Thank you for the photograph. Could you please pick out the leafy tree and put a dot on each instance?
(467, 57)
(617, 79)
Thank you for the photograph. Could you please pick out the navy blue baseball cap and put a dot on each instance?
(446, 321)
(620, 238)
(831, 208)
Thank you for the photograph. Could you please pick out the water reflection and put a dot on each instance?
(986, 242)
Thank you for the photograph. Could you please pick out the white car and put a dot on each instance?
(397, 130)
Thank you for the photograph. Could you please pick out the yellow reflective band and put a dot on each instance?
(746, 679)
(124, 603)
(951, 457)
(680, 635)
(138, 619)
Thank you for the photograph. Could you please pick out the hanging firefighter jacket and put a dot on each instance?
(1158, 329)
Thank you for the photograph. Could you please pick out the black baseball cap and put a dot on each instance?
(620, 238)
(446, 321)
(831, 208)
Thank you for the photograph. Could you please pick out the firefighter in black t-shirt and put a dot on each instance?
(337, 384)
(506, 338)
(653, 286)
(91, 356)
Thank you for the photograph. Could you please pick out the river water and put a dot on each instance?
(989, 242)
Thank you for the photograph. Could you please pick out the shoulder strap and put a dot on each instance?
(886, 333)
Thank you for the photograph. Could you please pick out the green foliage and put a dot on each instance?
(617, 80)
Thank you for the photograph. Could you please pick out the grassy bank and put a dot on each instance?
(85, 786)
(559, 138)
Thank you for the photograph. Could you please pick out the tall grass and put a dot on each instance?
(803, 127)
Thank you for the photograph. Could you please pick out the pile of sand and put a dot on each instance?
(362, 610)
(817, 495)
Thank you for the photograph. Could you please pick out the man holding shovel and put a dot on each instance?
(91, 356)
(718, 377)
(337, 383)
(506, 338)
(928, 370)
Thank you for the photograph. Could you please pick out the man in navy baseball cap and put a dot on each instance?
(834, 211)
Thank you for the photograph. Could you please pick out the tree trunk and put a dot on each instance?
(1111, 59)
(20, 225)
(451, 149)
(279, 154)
+===+
### Written exercise
Reproduce the listing above word for word, keeping every line in its original order.

### Result
Thank you for the photograph. Could you please pick out the leafy tree and put a dot on each instance?
(467, 57)
(617, 79)
Thank you for the photograph. Could you please pick out the navy blue baseball cap and put a dot on each instance?
(446, 321)
(620, 238)
(831, 208)
Thank you for the photograph. Could you please pick out the water reflection and put a dot on each instance?
(986, 242)
Thank you for the photograph. Could you please pick out the white car and put a dot on each instance?
(397, 130)
Thank you for the photograph. Could you please pick out the yellow reflective band and put a dot on each instance?
(746, 679)
(124, 603)
(951, 457)
(680, 635)
(138, 619)
Thank you for the photograph. Could you please pick out the hanging firefighter jacket and put a dot on each instance?
(1158, 329)
Thank you for the photograph. Could you please pick out the black baseball cap and put a dot on each instance?
(620, 238)
(446, 321)
(831, 208)
Thank you for the photograph. Could you please pick out the firefighter in black t-shirt and put a dot on each instance?
(337, 384)
(506, 338)
(653, 286)
(91, 356)
Thank you for the photograph. Could you please pick out the river water and put a dot on each instance?
(989, 242)
Thank you for the photograph. Could you please pick out the shoulder strap and put a dot on each instance?
(886, 333)
Thank you for the photograph. Could you please pick out the green foliage and put a dot on each instance?
(617, 80)
Thank you for the photograph. Could you please pick out the grassy bank and put a dot on each instance?
(85, 786)
(559, 138)
Thank you for the photograph. Could you please pick out the tall grass and put a dot on each instance?
(803, 127)
Thank you for the photograph. Could you please pick out the pile of sand and put a dot on each instance?
(362, 610)
(817, 495)
Thank you for the photograph. Could you please pick out the man holding shovel and put a dot on each instance?
(91, 356)
(718, 377)
(337, 383)
(506, 338)
(928, 370)
Thank you for the photograph. Could you please pick out the man in navy baseball cap and put a dot on each instance?
(834, 211)
Thank you for the photograph. Could you please pick out the tree trunk and put a dot on each instance?
(1111, 59)
(20, 225)
(451, 149)
(279, 154)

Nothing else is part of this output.